# PROBLEM STATEMENT:
Show every line of the material below that contains the word "green".
━━━━━━━━━━
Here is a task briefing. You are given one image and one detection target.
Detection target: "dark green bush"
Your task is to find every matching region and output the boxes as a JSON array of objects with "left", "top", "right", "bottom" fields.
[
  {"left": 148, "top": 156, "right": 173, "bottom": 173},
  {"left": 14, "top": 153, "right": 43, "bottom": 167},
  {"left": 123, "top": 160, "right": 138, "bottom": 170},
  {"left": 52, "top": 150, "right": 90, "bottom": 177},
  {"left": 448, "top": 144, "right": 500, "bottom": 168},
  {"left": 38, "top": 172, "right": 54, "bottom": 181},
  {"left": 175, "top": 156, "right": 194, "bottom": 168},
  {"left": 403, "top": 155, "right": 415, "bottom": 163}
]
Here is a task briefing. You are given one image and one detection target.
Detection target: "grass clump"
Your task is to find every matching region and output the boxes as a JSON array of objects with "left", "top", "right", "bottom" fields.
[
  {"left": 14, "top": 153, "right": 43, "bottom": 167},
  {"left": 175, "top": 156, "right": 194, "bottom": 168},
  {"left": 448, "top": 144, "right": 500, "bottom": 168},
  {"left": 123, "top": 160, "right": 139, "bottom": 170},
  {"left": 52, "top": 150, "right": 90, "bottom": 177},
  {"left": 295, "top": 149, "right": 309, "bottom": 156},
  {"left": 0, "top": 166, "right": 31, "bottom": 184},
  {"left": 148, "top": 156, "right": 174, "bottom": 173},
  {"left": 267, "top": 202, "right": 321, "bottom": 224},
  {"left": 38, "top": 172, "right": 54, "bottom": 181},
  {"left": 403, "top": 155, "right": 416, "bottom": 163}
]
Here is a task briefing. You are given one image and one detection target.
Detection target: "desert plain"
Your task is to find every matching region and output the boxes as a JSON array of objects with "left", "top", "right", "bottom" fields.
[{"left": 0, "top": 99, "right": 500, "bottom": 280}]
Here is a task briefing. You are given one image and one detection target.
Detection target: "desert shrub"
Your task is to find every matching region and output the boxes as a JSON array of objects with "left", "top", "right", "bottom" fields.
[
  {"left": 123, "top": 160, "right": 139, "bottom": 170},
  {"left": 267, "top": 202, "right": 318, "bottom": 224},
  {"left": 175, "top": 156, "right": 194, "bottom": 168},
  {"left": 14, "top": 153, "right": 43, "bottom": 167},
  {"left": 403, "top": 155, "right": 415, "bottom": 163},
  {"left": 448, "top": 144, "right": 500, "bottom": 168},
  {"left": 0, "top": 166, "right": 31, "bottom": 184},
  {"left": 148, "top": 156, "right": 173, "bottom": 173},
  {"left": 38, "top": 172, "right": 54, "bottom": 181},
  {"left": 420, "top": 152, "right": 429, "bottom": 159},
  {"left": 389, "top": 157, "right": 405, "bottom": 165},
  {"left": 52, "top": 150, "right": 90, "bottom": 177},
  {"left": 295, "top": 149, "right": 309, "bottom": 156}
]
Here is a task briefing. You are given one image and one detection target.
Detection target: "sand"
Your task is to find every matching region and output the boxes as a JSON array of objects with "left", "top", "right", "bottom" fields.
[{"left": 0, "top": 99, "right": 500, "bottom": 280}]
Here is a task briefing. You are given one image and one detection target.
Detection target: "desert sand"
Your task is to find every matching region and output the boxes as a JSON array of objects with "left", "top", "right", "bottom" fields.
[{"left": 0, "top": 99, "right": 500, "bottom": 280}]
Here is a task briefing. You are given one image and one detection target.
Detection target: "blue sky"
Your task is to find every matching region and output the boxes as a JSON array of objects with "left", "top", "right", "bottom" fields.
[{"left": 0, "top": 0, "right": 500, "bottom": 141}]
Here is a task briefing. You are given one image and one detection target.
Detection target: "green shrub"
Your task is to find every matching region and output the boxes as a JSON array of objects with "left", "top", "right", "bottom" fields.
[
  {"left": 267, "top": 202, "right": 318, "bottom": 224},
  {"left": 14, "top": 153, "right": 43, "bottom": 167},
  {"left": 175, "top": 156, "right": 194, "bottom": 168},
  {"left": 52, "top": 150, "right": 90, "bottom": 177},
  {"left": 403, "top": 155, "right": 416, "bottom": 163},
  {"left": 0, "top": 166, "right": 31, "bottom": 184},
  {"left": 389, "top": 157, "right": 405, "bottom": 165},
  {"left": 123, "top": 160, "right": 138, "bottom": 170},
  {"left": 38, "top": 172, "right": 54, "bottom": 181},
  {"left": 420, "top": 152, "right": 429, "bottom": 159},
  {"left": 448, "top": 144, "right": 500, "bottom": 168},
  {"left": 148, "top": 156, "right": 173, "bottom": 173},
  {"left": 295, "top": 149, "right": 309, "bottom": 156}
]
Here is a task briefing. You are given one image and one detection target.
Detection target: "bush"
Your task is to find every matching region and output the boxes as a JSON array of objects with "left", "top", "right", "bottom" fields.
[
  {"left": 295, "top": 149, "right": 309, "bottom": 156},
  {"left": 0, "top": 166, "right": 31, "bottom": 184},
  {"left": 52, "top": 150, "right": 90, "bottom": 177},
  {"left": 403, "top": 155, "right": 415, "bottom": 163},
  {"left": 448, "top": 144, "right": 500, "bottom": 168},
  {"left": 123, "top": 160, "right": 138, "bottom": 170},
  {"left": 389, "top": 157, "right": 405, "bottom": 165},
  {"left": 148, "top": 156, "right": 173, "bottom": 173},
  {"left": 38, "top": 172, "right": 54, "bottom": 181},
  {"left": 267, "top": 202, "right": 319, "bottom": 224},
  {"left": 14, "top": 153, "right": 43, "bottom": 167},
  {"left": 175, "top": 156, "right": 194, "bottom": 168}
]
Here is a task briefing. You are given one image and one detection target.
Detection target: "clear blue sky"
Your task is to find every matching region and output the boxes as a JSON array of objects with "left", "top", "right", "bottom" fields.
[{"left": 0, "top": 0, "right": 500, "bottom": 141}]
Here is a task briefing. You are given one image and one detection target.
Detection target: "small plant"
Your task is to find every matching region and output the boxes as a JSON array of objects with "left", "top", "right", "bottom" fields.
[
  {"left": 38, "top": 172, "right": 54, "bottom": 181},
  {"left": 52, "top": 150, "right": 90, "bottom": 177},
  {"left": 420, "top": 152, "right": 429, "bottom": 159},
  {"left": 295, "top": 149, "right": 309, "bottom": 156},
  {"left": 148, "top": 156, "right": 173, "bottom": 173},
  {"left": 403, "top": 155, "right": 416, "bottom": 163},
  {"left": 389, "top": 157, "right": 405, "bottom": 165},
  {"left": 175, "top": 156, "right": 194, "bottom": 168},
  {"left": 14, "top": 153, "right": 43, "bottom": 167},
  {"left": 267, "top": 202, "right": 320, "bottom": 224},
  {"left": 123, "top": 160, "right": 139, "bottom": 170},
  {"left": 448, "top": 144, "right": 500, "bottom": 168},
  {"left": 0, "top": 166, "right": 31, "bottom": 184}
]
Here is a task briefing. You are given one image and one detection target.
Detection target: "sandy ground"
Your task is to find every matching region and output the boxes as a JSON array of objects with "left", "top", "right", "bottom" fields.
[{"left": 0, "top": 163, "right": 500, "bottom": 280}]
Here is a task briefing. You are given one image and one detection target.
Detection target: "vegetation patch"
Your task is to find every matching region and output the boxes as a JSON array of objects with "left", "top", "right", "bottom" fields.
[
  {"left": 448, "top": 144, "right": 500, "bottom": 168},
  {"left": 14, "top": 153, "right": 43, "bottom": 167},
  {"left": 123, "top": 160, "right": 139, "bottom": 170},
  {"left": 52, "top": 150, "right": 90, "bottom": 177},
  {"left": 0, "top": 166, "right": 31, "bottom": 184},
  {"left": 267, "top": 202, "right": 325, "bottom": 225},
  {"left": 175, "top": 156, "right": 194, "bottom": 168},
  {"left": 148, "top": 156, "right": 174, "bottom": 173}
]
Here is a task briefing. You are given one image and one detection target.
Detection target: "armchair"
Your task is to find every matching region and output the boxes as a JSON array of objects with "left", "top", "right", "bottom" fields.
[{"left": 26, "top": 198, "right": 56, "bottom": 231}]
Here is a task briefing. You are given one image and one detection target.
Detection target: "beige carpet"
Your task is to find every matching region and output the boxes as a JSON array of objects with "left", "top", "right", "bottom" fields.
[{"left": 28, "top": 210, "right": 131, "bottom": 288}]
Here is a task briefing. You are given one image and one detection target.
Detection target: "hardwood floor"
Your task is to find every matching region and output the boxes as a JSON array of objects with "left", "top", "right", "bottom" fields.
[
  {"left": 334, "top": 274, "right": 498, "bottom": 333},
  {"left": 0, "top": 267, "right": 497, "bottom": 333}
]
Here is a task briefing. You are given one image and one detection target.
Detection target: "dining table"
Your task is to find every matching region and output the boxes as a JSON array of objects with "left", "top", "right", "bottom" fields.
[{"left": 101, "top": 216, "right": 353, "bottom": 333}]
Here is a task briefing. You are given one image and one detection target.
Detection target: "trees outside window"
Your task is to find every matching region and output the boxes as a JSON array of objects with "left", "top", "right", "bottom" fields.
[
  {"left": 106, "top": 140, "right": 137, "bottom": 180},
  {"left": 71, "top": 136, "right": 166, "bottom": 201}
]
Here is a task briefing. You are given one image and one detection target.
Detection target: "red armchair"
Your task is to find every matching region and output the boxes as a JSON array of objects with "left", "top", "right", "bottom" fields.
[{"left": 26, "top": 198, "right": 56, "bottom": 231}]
━━━━━━━━━━
# SOLUTION TO THIS TASK:
Detection target: "dark green bush"
Detection target: "green shrub"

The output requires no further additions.